Passage
·····
2013-03-18 Thread Dave Thompson
From: owner-openssl-us...@openssl.org On Behalf Of Matt Caswell
Sent: Monday, 18 March, 2013 09:17

On 18 March 2013 12:15, azhar jodatti azhar...@gmail.com wrote:

2) Is this sample from the *same* key exchange? The parameters are 
different which are obviously going to cause it to fail.
When I run both programs it calculates the params (p,g,pk) every time 
on execution . that's the reason both key values are different. 
That won't make any such difference :) right? 

The parameters p, q and g need to be the same on both sides of 
the exchange. The values for this can be agreed in advance. You 
do not need to calculate them every time. 

And I would advise against doing so, because generating parameters 
is costly. But see below about q.

If the two parties in the exchange are using different parameters 
then it will not work. Each side will have different private keys, 
and hence different public keys. You *can* generate the parameters 
every time - it will work as long as both sides are using the same 
p, q and g values - but there is no reason to do so.

This isn't clear. Each side chooses keys (x,y) using the parameters, 
which as you say must be the same. With parameters the same, the 
*key* values if chosen properly (randomly) will be different.
·····
Given data
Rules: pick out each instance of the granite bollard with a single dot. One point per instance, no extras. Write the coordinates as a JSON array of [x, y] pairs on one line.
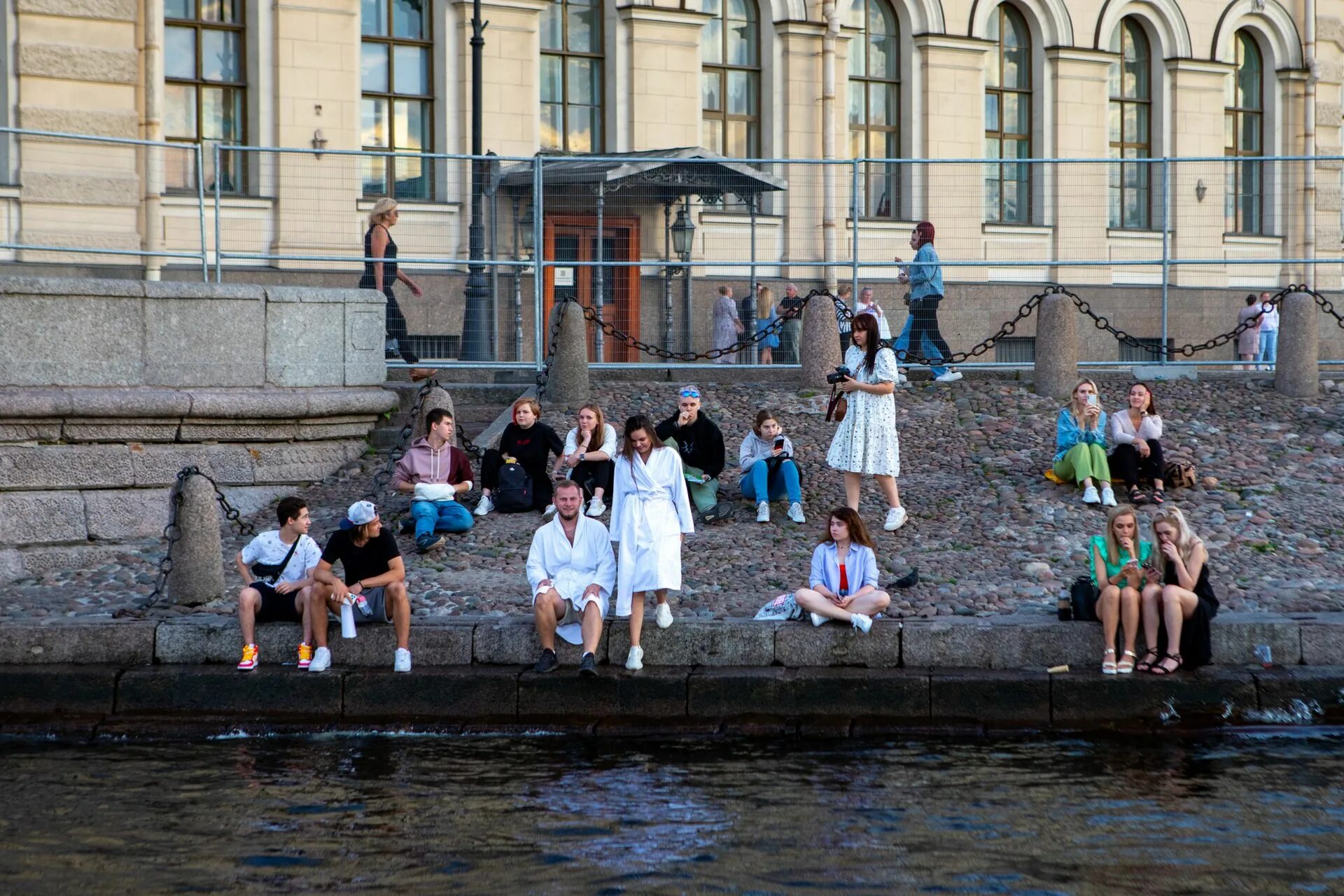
[[197, 574]]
·····
What is expected
According to the email thread, which parameter values need to be the same on both sides of the exchange? Base your answer on the email thread alone, not on the listing.

Finished task
The parameters p, q and g.